Directive. Begin at the line that holds "[spot] the tie" and copy each line exactly until the data below ends, including that last line but no pictures.

Given information.

╔══

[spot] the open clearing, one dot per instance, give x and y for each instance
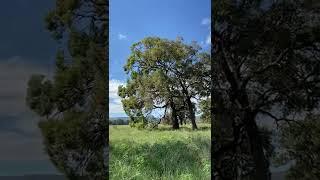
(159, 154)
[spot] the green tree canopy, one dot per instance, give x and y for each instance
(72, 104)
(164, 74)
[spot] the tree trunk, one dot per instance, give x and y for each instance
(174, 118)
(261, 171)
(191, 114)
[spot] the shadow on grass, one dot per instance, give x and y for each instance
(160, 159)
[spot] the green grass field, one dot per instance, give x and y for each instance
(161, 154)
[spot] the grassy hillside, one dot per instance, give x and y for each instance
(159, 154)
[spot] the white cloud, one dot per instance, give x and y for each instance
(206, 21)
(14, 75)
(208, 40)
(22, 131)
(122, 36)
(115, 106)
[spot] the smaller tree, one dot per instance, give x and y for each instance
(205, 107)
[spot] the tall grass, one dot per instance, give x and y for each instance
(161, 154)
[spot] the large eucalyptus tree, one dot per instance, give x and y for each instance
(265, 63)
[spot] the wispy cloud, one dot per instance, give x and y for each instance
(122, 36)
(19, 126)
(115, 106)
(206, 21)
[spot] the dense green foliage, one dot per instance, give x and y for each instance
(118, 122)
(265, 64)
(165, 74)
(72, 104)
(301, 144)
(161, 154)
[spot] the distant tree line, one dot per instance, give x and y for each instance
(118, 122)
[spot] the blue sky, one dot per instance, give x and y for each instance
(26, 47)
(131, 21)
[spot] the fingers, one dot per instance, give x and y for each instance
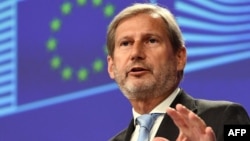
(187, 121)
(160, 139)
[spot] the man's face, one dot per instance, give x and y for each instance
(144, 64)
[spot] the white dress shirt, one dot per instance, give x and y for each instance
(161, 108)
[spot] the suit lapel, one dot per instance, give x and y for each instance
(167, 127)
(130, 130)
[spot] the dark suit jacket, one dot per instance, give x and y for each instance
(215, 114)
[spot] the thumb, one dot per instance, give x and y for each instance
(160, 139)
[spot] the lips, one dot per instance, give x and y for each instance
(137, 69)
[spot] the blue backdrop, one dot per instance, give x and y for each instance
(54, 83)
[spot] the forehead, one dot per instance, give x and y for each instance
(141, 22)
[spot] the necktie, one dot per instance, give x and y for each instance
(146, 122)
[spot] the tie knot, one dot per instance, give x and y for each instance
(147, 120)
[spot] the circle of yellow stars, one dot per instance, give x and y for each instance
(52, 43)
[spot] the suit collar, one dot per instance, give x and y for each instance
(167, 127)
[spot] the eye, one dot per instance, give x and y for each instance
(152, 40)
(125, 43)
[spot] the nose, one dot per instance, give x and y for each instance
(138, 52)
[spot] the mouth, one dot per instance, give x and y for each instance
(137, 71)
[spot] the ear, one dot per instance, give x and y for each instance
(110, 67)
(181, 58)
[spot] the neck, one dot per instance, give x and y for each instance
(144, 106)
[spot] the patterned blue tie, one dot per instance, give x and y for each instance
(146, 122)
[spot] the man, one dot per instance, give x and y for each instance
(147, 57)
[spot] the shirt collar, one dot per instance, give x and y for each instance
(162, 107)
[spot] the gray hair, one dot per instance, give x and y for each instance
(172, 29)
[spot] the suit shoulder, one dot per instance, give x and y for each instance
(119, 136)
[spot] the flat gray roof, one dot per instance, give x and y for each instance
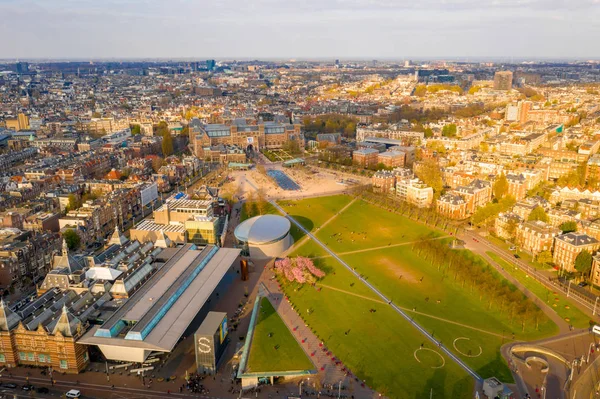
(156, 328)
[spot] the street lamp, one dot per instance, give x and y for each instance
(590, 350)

╚══

Finished exercise.
[spot] the tie knot, one dot per instance, give x and y for each instance
(147, 120)
[spot] the circle of yellow stars, one dot per instance, give x and y for each instance
(52, 43)
[spot] the suit collar, one dot per instance, give x and y for each instance
(167, 127)
[spot] the eye, one dot per instance, give x and y for each instance
(152, 40)
(125, 43)
[spot] the nose, one dot per instance, give x and y for each instance
(138, 52)
[spot] the mouth, one dot per instance, give x and y for each instance
(137, 71)
[spot] the ear, one dot per instance, give x and y for each instance
(110, 67)
(181, 58)
[spot] the neck, one dot per instance, give x and y for each instance
(144, 106)
[spot] the patterned blue tie, one dot per instance, give x and y for each instance
(146, 122)
[spot] the man, one dot per instance, give x and y for each instance
(147, 57)
[spot] the shirt collar, one dot per instance, give x and y for each instance
(162, 107)
[spot] the gray hair, one dot per instance, give x and y for each instance
(172, 29)
[spot] the suit shoulder, one dot per instance, give x and y for each instance
(119, 136)
[spot] the flat gray roof, one dot per instance, give x and y for each instance
(156, 328)
[spot] the street lamp, one dot per instance, give x and y for each instance
(590, 350)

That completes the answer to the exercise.